>>>>>

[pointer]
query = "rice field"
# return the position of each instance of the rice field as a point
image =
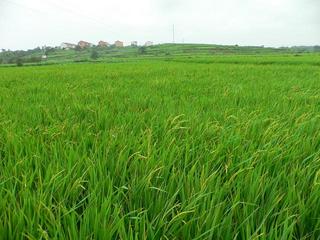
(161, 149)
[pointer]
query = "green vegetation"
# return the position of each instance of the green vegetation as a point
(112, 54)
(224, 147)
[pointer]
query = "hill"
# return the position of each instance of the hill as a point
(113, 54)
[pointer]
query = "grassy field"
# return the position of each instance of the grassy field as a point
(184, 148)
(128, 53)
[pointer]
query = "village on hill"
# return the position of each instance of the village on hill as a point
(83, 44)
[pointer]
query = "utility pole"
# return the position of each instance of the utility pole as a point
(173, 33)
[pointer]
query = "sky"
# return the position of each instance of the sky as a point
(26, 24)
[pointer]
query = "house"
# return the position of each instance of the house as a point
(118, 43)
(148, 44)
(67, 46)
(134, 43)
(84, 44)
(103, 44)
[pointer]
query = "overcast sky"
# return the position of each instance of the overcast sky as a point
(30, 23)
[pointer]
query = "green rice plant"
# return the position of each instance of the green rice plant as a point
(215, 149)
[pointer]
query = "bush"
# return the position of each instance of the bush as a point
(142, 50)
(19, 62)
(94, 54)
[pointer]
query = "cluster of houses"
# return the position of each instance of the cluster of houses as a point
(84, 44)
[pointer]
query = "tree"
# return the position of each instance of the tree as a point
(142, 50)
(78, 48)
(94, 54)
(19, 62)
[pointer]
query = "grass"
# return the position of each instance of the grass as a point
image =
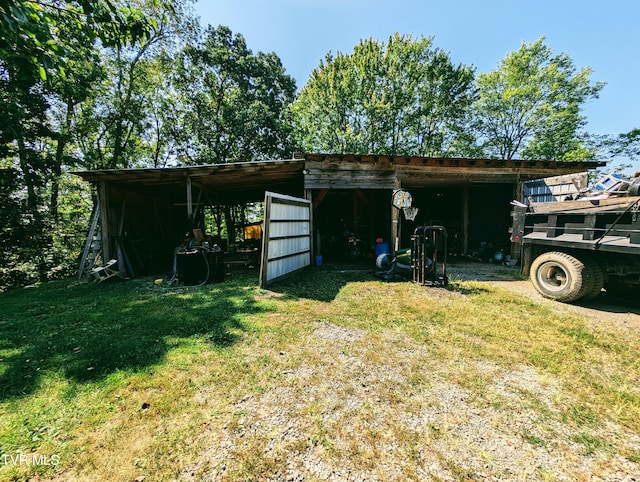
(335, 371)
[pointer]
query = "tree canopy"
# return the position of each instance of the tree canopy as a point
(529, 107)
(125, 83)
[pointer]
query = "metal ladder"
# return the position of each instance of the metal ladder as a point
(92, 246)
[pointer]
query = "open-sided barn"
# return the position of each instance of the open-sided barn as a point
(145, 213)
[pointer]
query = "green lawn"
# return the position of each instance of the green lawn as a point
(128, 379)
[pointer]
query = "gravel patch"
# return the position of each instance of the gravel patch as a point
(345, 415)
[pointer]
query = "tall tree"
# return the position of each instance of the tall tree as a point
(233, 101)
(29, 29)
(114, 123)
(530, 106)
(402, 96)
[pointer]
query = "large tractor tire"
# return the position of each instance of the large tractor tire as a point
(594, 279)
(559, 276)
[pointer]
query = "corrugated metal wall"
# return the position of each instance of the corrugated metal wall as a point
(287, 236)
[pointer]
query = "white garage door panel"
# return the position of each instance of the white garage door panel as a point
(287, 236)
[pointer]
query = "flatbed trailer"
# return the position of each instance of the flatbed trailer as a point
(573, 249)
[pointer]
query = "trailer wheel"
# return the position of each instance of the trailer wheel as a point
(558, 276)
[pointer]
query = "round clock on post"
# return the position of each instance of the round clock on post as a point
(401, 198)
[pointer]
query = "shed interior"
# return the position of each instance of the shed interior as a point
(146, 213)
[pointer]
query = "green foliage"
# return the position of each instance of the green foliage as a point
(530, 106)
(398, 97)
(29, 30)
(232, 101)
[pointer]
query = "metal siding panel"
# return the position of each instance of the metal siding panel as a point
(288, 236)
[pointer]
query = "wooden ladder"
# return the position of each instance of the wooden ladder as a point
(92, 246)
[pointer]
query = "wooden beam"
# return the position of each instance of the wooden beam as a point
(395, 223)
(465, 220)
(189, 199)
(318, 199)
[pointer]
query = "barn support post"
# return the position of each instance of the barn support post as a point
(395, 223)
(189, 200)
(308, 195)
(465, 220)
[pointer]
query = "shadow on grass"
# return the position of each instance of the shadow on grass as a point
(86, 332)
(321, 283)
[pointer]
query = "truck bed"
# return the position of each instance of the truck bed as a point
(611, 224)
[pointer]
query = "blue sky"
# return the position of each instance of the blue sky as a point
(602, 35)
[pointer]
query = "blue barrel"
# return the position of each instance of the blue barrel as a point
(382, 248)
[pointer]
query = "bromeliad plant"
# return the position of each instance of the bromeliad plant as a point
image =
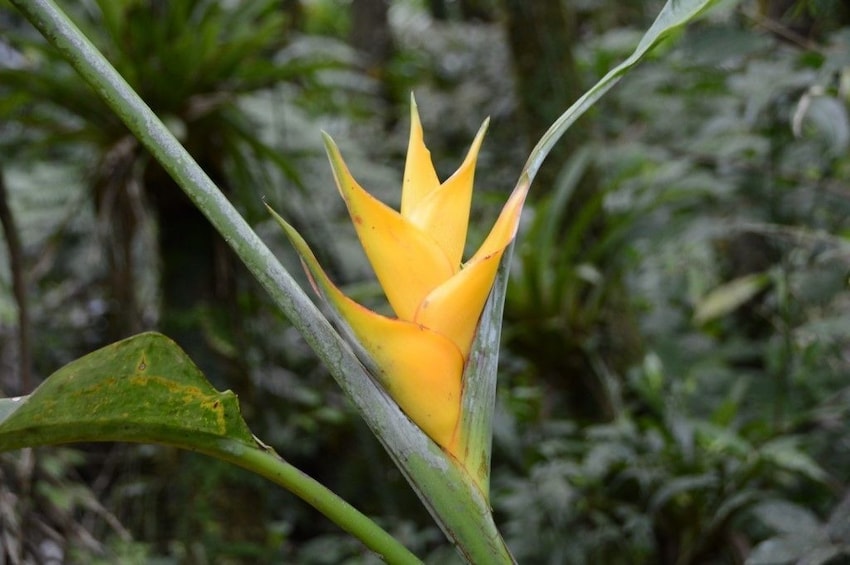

<<<<<

== TASK OBJECTIVE ==
Leave out the pictures and repeat everything else in the records exactly.

== OUTPUT OF THE TASK ==
[pointer]
query = "rice field"
# return the position of each instance of the rice field as a point
image =
(161, 149)
[pointer]
query = "green vegetation"
# return the position of each instance of the green vegetation as a point
(112, 54)
(224, 147)
[pointer]
query = "hill"
# return the position of each instance of the hill as a point
(113, 54)
[pointer]
query = "grassy field"
# return the position of each instance of the grassy field as a point
(184, 148)
(128, 53)
[pointer]
query = "village on hill"
# return the position of each instance of the village on hill as a point
(83, 44)
[pointer]
query = "utility pole"
# return the position of each instance of the utility pole as a point
(173, 33)
[pointer]
query = "sky"
# return the position of each instance of the sky as a point
(26, 24)
[pointer]
query = "house"
# return the position of each instance of the house as a point
(118, 43)
(148, 44)
(67, 46)
(134, 43)
(84, 44)
(103, 44)
[pointer]
query = "overcast sky"
# return the position of each instance of the overcast sky as a point
(30, 23)
[pointer]
query = "green rice plant"
# return the position of each instance of the green rice plant as a point
(215, 149)
[pointer]
query = "bush"
# return the position of each instance of the bush as a point
(142, 50)
(19, 62)
(94, 54)
[pointer]
query = "cluster of houses"
# return the position of each instance of the cluster of houses as a point
(84, 44)
[pointer]
query = "tree"
# return the position of each instance of the tree as a point
(142, 50)
(78, 48)
(94, 54)
(19, 62)
[pointer]
query = "grass"
# return the position of each instance of the grass as a point
image =
(335, 371)
[pointer]
query = "tree canopy"
# return the position of each instance of the tree canopy as a point
(529, 107)
(125, 83)
[pointer]
query = "metal ladder"
# return the position of each instance of the metal ladder as a point
(92, 246)
[pointer]
query = "open-sided barn"
# return the position of each instance of the open-sided barn as a point
(145, 213)
[pointer]
query = "green lawn"
# return the position of each instance of the green lawn as a point
(128, 379)
[pointer]
query = "gravel patch"
# return the position of each instance of the gravel patch as a point
(345, 415)
[pointer]
query = "tall tree"
# return the position of each instance of the tall tree as a point
(233, 101)
(29, 29)
(114, 123)
(530, 106)
(402, 96)
[pointer]
query = "large tractor tire"
# return the position of each instance of the large tractor tire as a point
(594, 279)
(559, 276)
[pointer]
query = "corrugated metal wall"
# return the position of each instance of the corrugated metal wall as a point
(287, 236)
[pointer]
query = "white garage door panel"
# return the position of each instance of the white garage door panel as a point
(287, 236)
[pointer]
query = "flatbed trailer"
# return the position of each instance of the flatbed trailer as a point
(573, 249)
[pointer]
query = "trailer wheel"
# return the position of each instance of the trailer wheel as a point
(558, 276)
[pointer]
query = "round clock on post"
# return the position of each instance of the round clock on post as a point
(401, 198)
[pointer]
query = "shed interior"
# return the position of each instance of the shed interior as a point
(146, 213)
[pointer]
query = "green foliage"
# return the position of each instance of the green foliage as a point
(530, 106)
(398, 97)
(29, 30)
(232, 101)
[pointer]
query = "metal siding panel"
# return the position of each instance of the metal siding panel as a point
(288, 236)
[pointer]
query = "wooden ladder"
# return the position of each instance of the wooden ladder as a point
(92, 246)
[pointer]
query = "wooden beam"
# return the position of each instance of the wooden beam as a point
(395, 223)
(465, 220)
(189, 199)
(318, 199)
[pointer]
query = "barn support post"
# return the position of each instance of the barn support post as a point
(395, 223)
(189, 200)
(308, 195)
(465, 220)
[pointer]
query = "shadow on grass"
# return the position of each instance of the shadow on grass as a point
(86, 332)
(321, 283)
[pointer]
query = "truck bed"
# return the position of each instance of the truck bed as a point
(611, 224)
[pointer]
query = "blue sky"
# return the position of each instance of the blue sky as a point
(602, 35)
[pointer]
query = "blue barrel"
# return the position of each instance of the blue barrel as a point
(382, 248)
[pointer]
query = "bromeliad plant"
# return the position of each instance of the bromeliad plant as a point
image =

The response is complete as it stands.